* [REQUIREMENT]: Search the material below for the word "paper" and copy every line in which it occurs.
*-*-*
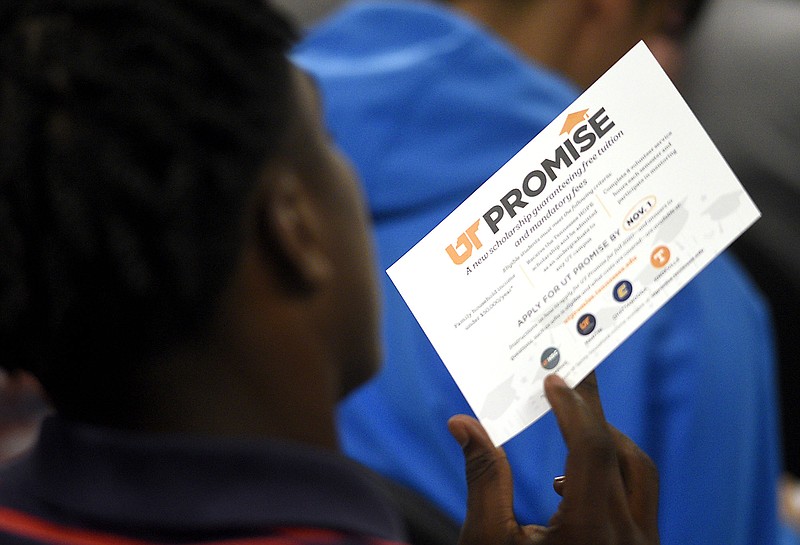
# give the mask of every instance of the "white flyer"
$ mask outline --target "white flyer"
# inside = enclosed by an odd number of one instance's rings
[[[639,43],[387,272],[499,445],[759,215]]]

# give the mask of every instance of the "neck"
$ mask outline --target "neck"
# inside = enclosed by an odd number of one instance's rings
[[[572,77],[568,59],[585,15],[586,8],[581,2],[450,0],[449,3],[497,34],[522,56]]]
[[[320,376],[320,367],[307,365],[306,357],[188,351],[148,379],[155,386],[137,420],[159,431],[271,437],[336,449],[336,381]],[[204,358],[215,360],[206,365]]]
[[[66,414],[112,428],[274,438],[336,450],[335,380],[304,361],[310,359],[184,348]]]
[[[90,411],[113,427],[207,436],[277,438],[337,449],[339,366],[310,300],[235,283],[208,333],[164,352],[125,377],[111,411]],[[269,311],[265,310],[269,309]],[[102,420],[102,421],[101,421]]]

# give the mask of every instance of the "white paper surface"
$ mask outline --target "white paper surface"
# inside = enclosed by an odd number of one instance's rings
[[[640,43],[387,272],[501,444],[758,217]]]

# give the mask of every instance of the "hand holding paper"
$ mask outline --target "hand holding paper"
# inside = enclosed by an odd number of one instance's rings
[[[494,447],[477,421],[455,416],[449,426],[464,451],[468,486],[460,545],[658,544],[655,466],[606,423],[594,374],[574,391],[549,376],[544,390],[569,449],[566,476],[557,487],[562,496],[558,511],[546,527],[521,526],[502,448]]]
*-*-*
* [RESPONSE TO THE TASK]:
# give the mask of every instance of the "white paper surface"
$ mask outline --target "white paper surface"
# give the mask of every instance of the "hand holding paper"
$ mask outline --target "hand holding paper"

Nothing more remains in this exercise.